• [Extrait du document]:
--------------------------------------------------

208 (1) Subject to subsections (2) to (7), an employee is entitled to present an individual grievance if he or she feels aggrieved

(a) by the interpretation or application, in respect of the employee, of

(i) a provision of a statute or regulation, or of a direction or other instrument made or issued by the employer, that deals with terms and conditions of employment, or

(ii) a provision of a collective agreement or an arbitral award; or

(b) as a result of any occurrence or matter affecting his or her terms and conditions of employment.

[31]  Comme l’a souligné la Cour d’appel de l’Ontario, l’article 208 fournit aux employés un [traduction« droit très large de présenter un grief » de manière telle que [traduction« presque tous les litiges liés à l’emploi peuvent faire l’objet d’un grief au titre de l’article 208 » : Bron v Canada (Attorney general), 2010 ONCA 71 aux para 14–15. Si une affaire tombe sur le coup de l’article 208, la LRTSPF prévoit un processus pour résoudre le grief. Après la présentation d’un grief au dernier palier du processus de grief, l’affaire peut être renvoyée à l’arbitrage par la Commission des relations de travail et de l’emploi dans le secteur public fédéral : LRTSPF, art 13, 209; Augustin c Canada (Procureur général), 2018 CF 55. Si le grief ne peut être renvoyé à l’arbitrage, la décision sur le grief au dernier palier du processus de grief est définitive et obligatoire : LRTSPF, art 214.

[32]  M. McCarthy ne conteste pas qu’il est un employé au sens de l’article 208 de la LRTSPF (une question définie à l’article 2 de la LRTSPF). Les questions soulevées dans la demande de contrôle judiciaire de M. McCarthy concernent l’interprétation et l’application, relativement à lui‑même, des dispositions d’une loi (la LPFDAR) et d’autres directives ou instruments (le Code d’éthique et la Politique sur les conflits d’intérêts du Conseil du Trésor). Elles sont également liées à des occurrences et à des questions qui ont une incidence sur les conditions d’emploi de M. McCarthy. À première vue, et évaluant leur nature essentielle, j’estime que M. McCarthy a le droit de présenter un grief au titre de l’article 208 relativement à ces questions.

--------------------------------------------------

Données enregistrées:
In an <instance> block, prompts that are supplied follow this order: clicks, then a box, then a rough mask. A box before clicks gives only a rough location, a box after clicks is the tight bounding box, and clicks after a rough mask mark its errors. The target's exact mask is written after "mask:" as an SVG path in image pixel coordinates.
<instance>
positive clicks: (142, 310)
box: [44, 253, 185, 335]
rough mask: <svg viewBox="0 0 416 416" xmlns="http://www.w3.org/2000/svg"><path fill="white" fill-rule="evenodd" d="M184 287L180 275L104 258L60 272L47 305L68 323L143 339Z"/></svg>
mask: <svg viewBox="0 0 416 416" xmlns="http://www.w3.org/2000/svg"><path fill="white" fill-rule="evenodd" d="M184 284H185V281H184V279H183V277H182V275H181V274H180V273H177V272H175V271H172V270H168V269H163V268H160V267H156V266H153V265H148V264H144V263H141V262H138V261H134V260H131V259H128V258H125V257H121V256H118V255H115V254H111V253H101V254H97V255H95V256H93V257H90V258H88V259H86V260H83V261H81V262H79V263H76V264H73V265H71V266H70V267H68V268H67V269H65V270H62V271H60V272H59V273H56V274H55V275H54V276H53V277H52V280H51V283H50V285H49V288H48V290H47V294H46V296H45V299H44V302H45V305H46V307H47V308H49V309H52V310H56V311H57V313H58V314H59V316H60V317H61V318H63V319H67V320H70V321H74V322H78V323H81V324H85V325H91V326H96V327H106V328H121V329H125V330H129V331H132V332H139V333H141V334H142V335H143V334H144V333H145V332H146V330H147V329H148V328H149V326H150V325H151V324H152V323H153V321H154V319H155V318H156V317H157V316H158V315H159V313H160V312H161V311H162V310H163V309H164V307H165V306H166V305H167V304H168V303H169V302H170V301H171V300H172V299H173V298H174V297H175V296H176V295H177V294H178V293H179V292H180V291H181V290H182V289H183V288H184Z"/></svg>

--------------------------------------------------

• [Tâches à réaliser]:
1. Dites si chacune des affirmations suivantes concorde avec l'extrait, par oui ou non, en citant mot pour mot les termes qui tranchent. (a) M. McCarthy conteste être un employé au sens de l'article 208. (b) Lorsque le grief ne peut être renvoyé à l'arbitrage, la décision rendue au dernier palier est définitive et obligatoire. (c) La Cour d'appel de l'Ontario est citée au sujet de l'étendue du droit de présenter un grief.
2. D'après l'extrait, quel organisme peut être saisi d'un grief renvoyé à l'arbitrage ?
3. Veuillez recopier l'extrait depuis « (a) by the interpretation » jusqu'à « conditions of employment. », bornes comprises.
Appuyez-vous uniquement sur l'extrait pour répondre.

• [Réponses par tâche]:
1.
(a) Non : « M. McCarthy ne conteste pas qu’il est un employé au sens de l’article 208 de la LRTSPF »
(b) Oui : « Si le grief ne peut être renvoyé à l’arbitrage, la décision sur le grief au dernier palier du processus de grief est définitive et obligatoire »
(c) Oui : « Comme l’a souligné la Cour d’appel de l’Ontario, l’article 208 fournit aux employés un [traduction« droit très large de présenter un grief » »

2. La Commission des relations de travail et de l’emploi dans le secteur public fédéral.

3.
(a) by the interpretation or application, in respect of the employee, of

(i) a provision of a statute or regulation, or of a direction or other instrument made or issued by the employer, that deals with terms and conditions of employment, or

(ii) a provision of a collective agreement or an arbitral award; or

(b) as a result of any occurrence or matter affecting his or her terms and conditions of employment.